Problem - Without omitting anything, return the records precisely as given.
##### Information given #####
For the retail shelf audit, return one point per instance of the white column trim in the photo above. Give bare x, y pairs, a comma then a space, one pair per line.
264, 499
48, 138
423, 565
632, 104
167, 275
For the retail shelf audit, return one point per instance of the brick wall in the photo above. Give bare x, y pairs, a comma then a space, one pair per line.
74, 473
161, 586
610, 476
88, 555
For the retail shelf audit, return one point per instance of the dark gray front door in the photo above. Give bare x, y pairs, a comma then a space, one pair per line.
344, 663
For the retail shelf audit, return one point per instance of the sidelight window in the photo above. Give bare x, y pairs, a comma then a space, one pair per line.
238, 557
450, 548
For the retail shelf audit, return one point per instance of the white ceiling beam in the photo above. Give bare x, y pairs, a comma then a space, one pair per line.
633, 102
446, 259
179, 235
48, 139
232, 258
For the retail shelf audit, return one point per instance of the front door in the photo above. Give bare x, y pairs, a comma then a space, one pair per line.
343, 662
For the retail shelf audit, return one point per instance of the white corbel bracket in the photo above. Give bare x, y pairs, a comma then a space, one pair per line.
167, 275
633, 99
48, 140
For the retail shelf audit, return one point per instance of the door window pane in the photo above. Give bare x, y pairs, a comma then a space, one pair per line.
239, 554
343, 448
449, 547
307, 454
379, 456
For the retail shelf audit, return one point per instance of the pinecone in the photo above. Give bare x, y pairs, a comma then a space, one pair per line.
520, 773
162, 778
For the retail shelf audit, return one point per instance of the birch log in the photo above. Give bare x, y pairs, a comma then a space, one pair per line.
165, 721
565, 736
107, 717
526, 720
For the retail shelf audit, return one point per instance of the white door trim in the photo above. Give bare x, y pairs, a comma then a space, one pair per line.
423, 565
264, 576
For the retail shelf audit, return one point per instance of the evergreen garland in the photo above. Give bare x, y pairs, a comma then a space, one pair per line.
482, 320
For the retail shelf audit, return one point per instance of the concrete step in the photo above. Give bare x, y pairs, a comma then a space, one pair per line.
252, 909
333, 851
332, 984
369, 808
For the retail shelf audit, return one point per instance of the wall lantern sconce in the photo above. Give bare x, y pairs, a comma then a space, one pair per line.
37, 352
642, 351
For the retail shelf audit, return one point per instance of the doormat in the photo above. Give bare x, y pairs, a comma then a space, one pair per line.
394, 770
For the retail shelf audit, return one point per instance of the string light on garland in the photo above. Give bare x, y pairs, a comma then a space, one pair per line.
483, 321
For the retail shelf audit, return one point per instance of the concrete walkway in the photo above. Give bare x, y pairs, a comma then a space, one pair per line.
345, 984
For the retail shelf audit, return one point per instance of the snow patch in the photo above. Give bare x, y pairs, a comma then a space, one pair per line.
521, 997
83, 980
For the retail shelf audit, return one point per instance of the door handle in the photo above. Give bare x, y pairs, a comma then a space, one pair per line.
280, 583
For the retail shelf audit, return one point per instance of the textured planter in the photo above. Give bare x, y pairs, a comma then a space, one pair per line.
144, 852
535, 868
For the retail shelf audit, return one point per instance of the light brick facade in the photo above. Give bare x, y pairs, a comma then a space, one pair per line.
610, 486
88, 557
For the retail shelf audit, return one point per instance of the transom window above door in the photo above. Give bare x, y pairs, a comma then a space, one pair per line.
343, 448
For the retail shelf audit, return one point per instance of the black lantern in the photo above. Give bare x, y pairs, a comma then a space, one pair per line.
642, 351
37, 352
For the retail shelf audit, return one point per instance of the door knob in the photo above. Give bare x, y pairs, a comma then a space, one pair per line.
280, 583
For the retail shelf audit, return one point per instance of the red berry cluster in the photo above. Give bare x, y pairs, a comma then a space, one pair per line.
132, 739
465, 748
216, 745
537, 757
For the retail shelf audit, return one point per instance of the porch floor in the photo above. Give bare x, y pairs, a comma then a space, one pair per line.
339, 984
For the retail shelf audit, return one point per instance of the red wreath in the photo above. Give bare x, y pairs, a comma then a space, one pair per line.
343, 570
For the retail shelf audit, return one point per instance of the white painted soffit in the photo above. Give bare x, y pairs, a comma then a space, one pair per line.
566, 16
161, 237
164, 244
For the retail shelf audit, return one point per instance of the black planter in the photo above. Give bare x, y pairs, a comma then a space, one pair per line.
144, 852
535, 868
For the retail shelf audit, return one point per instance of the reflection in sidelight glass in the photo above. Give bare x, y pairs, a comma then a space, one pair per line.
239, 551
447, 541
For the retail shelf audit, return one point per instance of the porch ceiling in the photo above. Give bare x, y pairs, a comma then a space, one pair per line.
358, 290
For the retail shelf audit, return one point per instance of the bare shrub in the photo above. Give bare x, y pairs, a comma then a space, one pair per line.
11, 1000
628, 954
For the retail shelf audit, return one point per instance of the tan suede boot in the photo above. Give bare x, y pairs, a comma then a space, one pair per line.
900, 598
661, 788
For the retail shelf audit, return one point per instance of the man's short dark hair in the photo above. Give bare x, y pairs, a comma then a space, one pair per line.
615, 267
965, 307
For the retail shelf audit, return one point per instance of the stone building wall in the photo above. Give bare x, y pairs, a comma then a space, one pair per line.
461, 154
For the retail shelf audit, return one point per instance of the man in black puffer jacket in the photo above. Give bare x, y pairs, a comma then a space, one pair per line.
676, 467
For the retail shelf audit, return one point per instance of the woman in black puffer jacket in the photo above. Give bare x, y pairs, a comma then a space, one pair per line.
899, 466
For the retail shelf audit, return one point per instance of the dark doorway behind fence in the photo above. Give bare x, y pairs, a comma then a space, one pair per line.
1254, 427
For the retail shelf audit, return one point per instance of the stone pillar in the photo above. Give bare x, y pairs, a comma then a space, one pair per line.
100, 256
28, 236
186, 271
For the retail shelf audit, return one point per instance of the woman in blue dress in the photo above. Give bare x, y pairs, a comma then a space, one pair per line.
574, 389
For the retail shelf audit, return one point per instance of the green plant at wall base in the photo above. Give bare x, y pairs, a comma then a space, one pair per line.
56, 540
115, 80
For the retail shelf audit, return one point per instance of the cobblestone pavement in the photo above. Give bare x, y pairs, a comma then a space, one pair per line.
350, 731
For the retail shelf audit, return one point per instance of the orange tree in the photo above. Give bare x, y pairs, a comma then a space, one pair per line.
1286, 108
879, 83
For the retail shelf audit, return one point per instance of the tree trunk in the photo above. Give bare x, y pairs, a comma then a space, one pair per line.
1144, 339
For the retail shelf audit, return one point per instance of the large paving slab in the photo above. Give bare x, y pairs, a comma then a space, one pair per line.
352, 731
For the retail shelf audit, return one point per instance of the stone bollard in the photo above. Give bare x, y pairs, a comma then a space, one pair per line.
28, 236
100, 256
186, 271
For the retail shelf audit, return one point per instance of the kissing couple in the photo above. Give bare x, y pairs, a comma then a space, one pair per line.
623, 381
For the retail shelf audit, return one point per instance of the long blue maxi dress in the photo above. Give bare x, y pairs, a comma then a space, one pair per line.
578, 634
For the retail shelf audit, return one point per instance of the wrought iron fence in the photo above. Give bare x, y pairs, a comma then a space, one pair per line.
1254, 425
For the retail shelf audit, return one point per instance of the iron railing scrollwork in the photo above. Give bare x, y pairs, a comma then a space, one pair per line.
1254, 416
#####
Finished task -
For the retail shelf audit, return one point per instance of the white column trim in the photo above. Give bare x, y pairs, a comma then a space, one pair per line.
264, 499
48, 138
423, 565
632, 104
167, 275
For the retail shelf audit, return one point per instance of the brick wall in the photo above. Give bare x, y pairs, a comma then a space, one pair per line.
74, 473
161, 586
610, 476
88, 555
For the retail shelf audit, return one point per instance of the dark gray front door in the photo above. Give bare x, y pairs, a comma then a space, one pair per line.
344, 663
For the retail shelf audit, return one point per instance of the sidelight window in the photo above. Give bare x, y pairs, a comma then a space, one pair per line.
238, 557
450, 548
For the retail shelf audit, return one point per instance of the white ceiling beam in the photo above. Give bare x, y pairs, a comma then a space, one pair per line.
633, 102
446, 259
179, 235
48, 139
232, 258
For the retail shelf audit, return one point per instance of the front door in the photo above. Give bare x, y pairs, a comma then a space, one pair per line.
343, 662
For the retail shelf audit, return one point per instance of the white corbel bracket in the photo above. Give bare x, y pairs, a comma then a space, one pair per line.
167, 275
633, 99
48, 140
For the retail shelf audit, return one point per instance of the door window pane in the photo above. Give bare x, y pairs, a comma then a space, one pair per line.
239, 554
343, 448
449, 547
307, 454
379, 456
For the retail shelf audit, return one point per instance of the pinecone in the photo above. Give bare x, y pairs, a comma then a space, one pair per line.
520, 773
162, 778
For the retail shelf audit, return one point per instance of the birch log in the photo above. Give bare x, y pairs, a comma then a space, one pair per line.
165, 721
565, 736
107, 717
526, 720
For the retail shelf audit, return one point per instance of the white door trim in the photo above. Give bare x, y pairs, a comma then a space, one pair per line.
423, 565
264, 576
For the retail shelf audit, return one point per instance of the evergreen garland in the photo above. Give bare x, y pairs, a comma then a space, one pair per line.
482, 320
For the retail shelf audit, return one point per instance of the concrete step in the photo above. Give bare x, y pairs, a comma then a space, one pair per line.
252, 909
333, 851
332, 984
369, 808
For the retail shelf audit, return one point per instance of the wall lantern sconce in the photo above. Give bare x, y pairs, a comma then a space, one pair per line.
37, 352
642, 351
For the retail shelf audit, return one point per instance of the doormat in the photo above. Give bare x, y pairs, a comma then a space, one pair per line.
394, 770
For the retail shelf audit, return one point per instance of the string light on garland in the photo above. Give bare x, y pairs, a comma then a space, one pair per line.
483, 321
For the retail shelf audit, return one point per instance of the concrete walkway in the photo above. Give bare x, y pairs, a comma then a space, one pair per line.
345, 984
For the retail shelf audit, return one point per instance of the snow patch in the photo above. Give bare x, y pairs, a comma then a space, one pair per line.
521, 997
83, 980
For the retail shelf audit, return one point per instance of the door handle in the photo above. Give bare x, y pairs, a comma then a space, one pair per line.
280, 583
For the retail shelf audit, return one point per instance of the textured planter in the photo above. Give bare x, y pairs, a comma then a space, one pair per line.
144, 852
535, 868
For the retail shelf audit, return one point per instance of the light brick facade in the photo above. Give bare x, y pairs, a comma then a space, one pair per line.
610, 486
88, 557
For the retail shelf audit, return one point per instance of the transom window above door in the photo above. Give bare x, y pairs, a comma then a space, one pair per line.
343, 448
For the retail shelf audit, return one point per instance of the black lantern in the photo above. Give bare x, y pairs, a comma then a space, one pair per line.
642, 351
37, 352
For the retail shelf audit, return one point per instance of the door knob in the photo above. Give bare x, y pairs, a comma then a space, one pair per line.
280, 583
For the retail shelf audit, return one point per instance of the red berry cluster in the photo above. Give bare x, y pairs, a comma then a space, one pair per line.
132, 739
465, 748
216, 745
537, 757
For the retail shelf audit, return one point per instance of the porch floor in the photo above. Give bare x, y pairs, a comma then a space, one pair per line.
339, 984
For the retail shelf audit, return one point per instance of the red wreath in the photo above. Give bare x, y pairs, a comma then a space, one pair per line.
343, 570
For the retail shelf audit, return one point per instance of the white painted soffit in the photo above. Give bare x, y pairs, a comma then a space, one pair per line.
566, 16
161, 237
164, 244
For the retail shelf audit, return one point per instance of the black planter in the photo above. Give bare x, y pairs, a comma then a space, one pair per line.
144, 852
535, 868
For the retail shelf audit, return one point per instance of the reflection in sidelight glass in the photo above. Give bare x, y pairs, a comma then a space, one pair per line.
239, 551
447, 541
For the retail shelf audit, return one point per instance of the porch ceiling in the photo above. Give bare x, y pairs, a comma then a space, one pair per line.
358, 290
For the retail shelf audit, return one point per instance of the bare shrub in the photo above. Give bare x, y pairs, a comma then a space, one pair per line.
11, 1000
628, 954
For the retail shelf audit, return one point per instance of the tan suede boot in the photo above. Give bare x, y pairs, a comma then a space, one pair per line.
900, 598
661, 788
For the retail shelf audit, return one point per instance of the man's short dark hair in the photo above. Give bare x, y pairs, a comma then a space, one pair per line.
615, 267
965, 307
For the retail shelf audit, return one point per instance of the stone building wall in the photo above. Give bare x, y pairs, a comma then a space, one pair per line.
461, 154
For the retail shelf audit, return one point per instance of the man in black puffer jacket in the photo above. Give bare x, y pairs, a comma then a space, one pair per line.
676, 467
For the retail shelf audit, return one point per instance of the woman in black puffer jacket in the photo above. Give bare x, y pairs, a comma then a space, one pair per line.
899, 466
For the retail shelf audit, return one point per instance of the dark doorway behind fence in the photo above. Give bare x, y pairs, a comma then a space, one pair per line.
1254, 427
For the retail shelf audit, return one point per instance of the stone pillar in the photo above. Give bare x, y pairs, a comma then a space, one pair per line.
100, 256
28, 236
186, 271
For the retail shelf audit, return one point per instance of the woman in blue dress in the photo above. Give bare x, y pairs, a comma then a space, one pair per line.
574, 389
For the retail shelf audit, return one point per instance of the green plant at wall base in the photo above. Give bare x, y pairs, a comma then a space, one pair per line.
56, 540
115, 80
For the retail shelf audit, return one point per instance of the cobblestone pavement in the photo above. Give bare x, y pairs, a comma then a space, one pair per line.
350, 731
For the retail shelf audit, return one point per instance of the orange tree in the photo above. Give bare x, y pairs, a comma then a space, one pair per line.
1286, 108
879, 83
For the retail shelf audit, return one point per instance of the tree trunk in the photo above. Give bare x, y pairs, a comma then a space, one pair per line.
1144, 339
For the retail shelf audit, return one point per instance of the large paving slab in the photo above. Give bare x, y pairs, a comma then a space, one pair per line.
352, 731
For the retail shelf audit, return one point per instance of the stone bollard in the photo above. Give bare x, y pairs, a comma then a space, one pair per line.
28, 236
100, 256
186, 271
For the retail shelf audit, return one point per instance of the kissing couple in the photo above. Give bare x, y pairs, a comma then a space, one pair per line.
623, 381
For the retail shelf audit, return one point per instance of the long blue maxi dress in the photo above. Give bare x, y pairs, a comma then a space, one pair per line.
578, 634
For the retail shelf audit, return one point per instance of the wrought iron fence in the photo above. Give bare x, y pairs, a comma then a space, one pair per line.
1254, 425
For the retail shelf audit, return one point per instance of the iron railing scrollwork in the photo above. Give bare x, y pairs, a comma then a space, one pair per line.
1254, 416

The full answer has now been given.